▶ **What you need to do**: Output the entries below so that they read exactly as they do now.

▶ **Records supplied**:
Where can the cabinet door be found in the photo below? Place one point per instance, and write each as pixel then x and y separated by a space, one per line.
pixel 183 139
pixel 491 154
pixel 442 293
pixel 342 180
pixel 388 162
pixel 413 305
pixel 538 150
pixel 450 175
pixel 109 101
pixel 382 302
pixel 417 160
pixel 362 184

▶ **Result of this task**:
Where can the cabinet door be found in the photo below? Place one point per instance, and write each as pixel then x and y separated by a space, one per line.
pixel 183 139
pixel 491 154
pixel 442 293
pixel 342 180
pixel 388 162
pixel 413 305
pixel 538 150
pixel 450 175
pixel 109 101
pixel 382 302
pixel 417 160
pixel 362 184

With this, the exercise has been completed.